__Document section__
Note: This page links to the Home Run Derby on All-Star Monday. For the television program that aired from 1959 to 1961 click here.
The Major League Baseball All-Star Home Run Derby has taken on many forms since its beginning in 1985. It is an afternoon to evening event on the Monday before the All-Star Game. It has been televised nationally since 1994 on ESPN, with Chris Berman providing the commentary every year until 2017, when he was replaced by Karl Ravetch.
The format of the competition has changed regularly, as MLB tried to maximize excitement and encourage its top sluggers to take part. As a result, it is not really possible to compare results across eras.
When the Derby first began in 1985 each player received two turns at bat with five outs per turn at bat. Any swing that was not a home run was an out. This format allowed for the possibility of ties. The derby started out as a contest between the two leagues, with each league having an equal number of players. At the first derby there were ten players (five per league), by the second the number was down to six (three per league) and the third only featured four sluggers.

__Record set__
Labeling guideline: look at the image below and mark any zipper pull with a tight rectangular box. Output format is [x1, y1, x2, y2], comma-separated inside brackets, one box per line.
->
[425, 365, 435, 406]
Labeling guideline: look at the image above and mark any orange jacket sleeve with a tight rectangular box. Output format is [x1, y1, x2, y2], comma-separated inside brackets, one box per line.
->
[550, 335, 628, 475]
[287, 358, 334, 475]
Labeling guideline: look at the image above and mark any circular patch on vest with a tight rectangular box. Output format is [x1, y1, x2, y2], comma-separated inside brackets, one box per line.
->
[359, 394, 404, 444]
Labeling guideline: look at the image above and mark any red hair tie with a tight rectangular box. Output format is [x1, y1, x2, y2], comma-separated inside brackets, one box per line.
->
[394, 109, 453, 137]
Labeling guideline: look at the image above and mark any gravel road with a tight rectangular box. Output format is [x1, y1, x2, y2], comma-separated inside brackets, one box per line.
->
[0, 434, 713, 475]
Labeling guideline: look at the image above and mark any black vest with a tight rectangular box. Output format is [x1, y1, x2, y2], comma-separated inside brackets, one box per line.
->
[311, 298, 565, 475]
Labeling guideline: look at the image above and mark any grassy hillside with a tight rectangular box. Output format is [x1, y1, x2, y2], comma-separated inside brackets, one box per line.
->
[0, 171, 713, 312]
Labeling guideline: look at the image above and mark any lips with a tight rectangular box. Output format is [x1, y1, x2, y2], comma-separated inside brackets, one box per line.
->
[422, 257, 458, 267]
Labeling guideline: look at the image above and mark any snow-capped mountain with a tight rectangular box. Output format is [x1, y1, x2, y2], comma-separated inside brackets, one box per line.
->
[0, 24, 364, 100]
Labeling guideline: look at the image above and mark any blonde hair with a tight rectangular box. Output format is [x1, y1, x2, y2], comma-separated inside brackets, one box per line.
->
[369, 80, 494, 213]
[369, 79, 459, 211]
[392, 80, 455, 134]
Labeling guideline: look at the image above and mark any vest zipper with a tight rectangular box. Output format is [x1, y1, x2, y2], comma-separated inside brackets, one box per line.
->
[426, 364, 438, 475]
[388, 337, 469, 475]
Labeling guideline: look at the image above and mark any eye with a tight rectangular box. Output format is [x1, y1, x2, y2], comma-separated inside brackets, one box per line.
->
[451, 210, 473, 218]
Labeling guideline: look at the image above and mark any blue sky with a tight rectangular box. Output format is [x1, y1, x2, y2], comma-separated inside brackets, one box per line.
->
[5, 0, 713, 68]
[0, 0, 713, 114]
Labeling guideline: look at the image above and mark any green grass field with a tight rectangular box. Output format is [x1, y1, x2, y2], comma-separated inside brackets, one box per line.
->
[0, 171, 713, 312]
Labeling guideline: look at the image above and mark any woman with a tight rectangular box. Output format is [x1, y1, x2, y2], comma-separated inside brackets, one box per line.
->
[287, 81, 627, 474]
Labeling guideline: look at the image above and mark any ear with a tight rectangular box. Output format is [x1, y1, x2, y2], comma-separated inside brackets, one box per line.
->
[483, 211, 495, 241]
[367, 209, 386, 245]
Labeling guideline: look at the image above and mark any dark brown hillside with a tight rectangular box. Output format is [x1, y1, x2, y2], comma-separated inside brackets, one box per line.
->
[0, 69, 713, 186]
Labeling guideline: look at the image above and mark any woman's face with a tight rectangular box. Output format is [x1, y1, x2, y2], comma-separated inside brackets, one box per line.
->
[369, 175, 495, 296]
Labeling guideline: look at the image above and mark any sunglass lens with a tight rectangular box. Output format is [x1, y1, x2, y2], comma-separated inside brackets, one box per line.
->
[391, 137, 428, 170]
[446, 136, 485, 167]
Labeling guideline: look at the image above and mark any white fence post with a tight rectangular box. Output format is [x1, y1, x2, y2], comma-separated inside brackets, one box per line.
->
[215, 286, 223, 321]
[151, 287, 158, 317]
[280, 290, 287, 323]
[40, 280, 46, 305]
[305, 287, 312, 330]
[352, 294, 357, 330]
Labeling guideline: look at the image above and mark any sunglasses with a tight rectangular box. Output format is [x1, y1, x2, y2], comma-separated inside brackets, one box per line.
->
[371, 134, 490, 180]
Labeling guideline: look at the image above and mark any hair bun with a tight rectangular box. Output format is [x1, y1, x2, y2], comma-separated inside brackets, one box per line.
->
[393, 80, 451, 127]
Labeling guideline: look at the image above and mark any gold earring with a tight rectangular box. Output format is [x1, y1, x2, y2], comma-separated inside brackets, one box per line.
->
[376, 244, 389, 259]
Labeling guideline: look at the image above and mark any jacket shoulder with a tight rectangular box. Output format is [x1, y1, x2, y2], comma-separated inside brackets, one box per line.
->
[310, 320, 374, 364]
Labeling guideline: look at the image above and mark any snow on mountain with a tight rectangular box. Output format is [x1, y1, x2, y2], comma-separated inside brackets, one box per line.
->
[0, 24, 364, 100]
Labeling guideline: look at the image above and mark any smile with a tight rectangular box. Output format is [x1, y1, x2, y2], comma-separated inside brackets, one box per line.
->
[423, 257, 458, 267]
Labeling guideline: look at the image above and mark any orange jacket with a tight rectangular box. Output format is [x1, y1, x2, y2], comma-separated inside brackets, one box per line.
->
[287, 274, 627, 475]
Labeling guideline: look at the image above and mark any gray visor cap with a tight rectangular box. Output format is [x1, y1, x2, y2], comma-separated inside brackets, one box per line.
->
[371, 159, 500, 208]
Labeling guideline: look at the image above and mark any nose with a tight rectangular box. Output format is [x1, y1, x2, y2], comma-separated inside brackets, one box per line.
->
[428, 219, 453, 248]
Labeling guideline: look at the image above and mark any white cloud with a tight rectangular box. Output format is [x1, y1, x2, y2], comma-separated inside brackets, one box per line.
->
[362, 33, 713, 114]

__List of tasks__
a) According to the Home Run Derby text, who replaced Chris Berman as the commentator in 2017?
b) Translate this sentence from the Home Run Derby text into Spanish: "Any swing that was not a home run was an out."
c) Decide whether each statement agrees with the Home Run Derby text. Answer yes or no for each, and quote the words from the text that settle it.
(i) The Derby has been televised nationally on ESPN since 1994.
(ii) The first Derby in 1985 featured six players.
(iii) The format of the competition has stayed the same since it began.

__Written responses__
a) Karl Ravetch

b) Todo swing que no fuera un jonrón era un out.

c)
(i) Yes: "It has been televised nationally since 1994 on ESPN"
(ii) No: "At the first derby there were ten players (five per league)"
(iii) No: "The format of the competition has changed regularly"